PROBLEM STATEMENT: Nothing but the lines from the one containing "[tag] window reflection" through the one containing "[tag] woman with", both included, should be given again, each exactly as written below.

EXERCISE MATERIALS:
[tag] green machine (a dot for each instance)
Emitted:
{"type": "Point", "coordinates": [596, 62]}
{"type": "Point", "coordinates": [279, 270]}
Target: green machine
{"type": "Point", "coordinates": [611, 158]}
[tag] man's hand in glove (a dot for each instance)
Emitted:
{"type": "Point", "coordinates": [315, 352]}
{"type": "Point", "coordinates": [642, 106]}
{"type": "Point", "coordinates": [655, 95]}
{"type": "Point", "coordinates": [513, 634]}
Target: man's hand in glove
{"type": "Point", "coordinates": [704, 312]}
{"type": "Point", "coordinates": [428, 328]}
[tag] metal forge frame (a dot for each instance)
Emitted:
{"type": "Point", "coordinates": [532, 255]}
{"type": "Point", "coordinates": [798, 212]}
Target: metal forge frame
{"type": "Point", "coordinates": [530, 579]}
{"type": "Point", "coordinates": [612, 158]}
==
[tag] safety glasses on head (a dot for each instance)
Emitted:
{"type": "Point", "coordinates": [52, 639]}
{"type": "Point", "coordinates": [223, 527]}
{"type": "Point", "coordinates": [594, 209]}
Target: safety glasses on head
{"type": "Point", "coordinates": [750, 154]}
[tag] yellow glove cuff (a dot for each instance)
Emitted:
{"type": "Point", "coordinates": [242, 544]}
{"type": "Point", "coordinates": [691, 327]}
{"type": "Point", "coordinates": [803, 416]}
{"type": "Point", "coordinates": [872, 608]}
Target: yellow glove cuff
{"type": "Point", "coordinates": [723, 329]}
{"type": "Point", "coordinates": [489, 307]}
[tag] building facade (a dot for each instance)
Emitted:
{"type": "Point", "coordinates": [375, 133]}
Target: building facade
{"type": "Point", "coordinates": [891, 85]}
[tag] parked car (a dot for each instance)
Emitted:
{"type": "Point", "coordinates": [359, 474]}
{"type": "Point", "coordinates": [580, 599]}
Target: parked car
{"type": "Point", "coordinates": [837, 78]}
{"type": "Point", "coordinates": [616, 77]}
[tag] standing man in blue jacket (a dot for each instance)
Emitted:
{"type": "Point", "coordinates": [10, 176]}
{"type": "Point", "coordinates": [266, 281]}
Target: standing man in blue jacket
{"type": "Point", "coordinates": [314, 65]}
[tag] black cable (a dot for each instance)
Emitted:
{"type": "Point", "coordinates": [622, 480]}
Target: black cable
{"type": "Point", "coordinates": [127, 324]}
--
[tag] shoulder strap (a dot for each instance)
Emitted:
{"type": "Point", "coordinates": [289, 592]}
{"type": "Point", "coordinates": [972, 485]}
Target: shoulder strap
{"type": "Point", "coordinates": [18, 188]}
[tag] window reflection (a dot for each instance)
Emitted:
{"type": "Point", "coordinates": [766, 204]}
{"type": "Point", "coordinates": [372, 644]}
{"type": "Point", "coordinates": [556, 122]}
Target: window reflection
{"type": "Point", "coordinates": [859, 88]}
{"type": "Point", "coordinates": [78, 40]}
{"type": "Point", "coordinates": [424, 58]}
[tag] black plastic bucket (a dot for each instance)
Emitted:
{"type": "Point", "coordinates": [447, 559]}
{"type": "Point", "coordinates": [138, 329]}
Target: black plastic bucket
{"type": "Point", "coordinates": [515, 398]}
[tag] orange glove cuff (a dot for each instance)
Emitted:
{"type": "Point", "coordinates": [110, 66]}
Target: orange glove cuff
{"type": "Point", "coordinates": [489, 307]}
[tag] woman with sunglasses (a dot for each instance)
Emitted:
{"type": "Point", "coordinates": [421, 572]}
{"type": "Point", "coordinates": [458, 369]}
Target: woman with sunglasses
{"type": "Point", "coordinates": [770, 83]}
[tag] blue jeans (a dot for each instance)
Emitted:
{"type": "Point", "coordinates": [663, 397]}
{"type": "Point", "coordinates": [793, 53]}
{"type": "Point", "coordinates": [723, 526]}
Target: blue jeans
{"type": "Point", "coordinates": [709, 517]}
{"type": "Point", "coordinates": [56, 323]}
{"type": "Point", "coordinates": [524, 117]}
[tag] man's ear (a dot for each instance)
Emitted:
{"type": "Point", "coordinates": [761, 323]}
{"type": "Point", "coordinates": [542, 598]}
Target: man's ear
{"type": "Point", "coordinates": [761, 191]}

EXPECTED ANSWER:
[tag] window reflection (a dot for each instance)
Emitted:
{"type": "Point", "coordinates": [766, 204]}
{"type": "Point", "coordinates": [372, 644]}
{"type": "Point", "coordinates": [556, 122]}
Target: window reflection
{"type": "Point", "coordinates": [859, 88]}
{"type": "Point", "coordinates": [78, 40]}
{"type": "Point", "coordinates": [424, 58]}
[tag] black plastic bucket (a dot for each instance)
Emitted:
{"type": "Point", "coordinates": [447, 559]}
{"type": "Point", "coordinates": [138, 329]}
Target: black plastic bucket
{"type": "Point", "coordinates": [515, 398]}
[tag] orange glove cuff (a dot for each instance)
Emitted:
{"type": "Point", "coordinates": [110, 66]}
Target: orange glove cuff
{"type": "Point", "coordinates": [489, 307]}
[tag] woman with sunglasses (a dot for each instance)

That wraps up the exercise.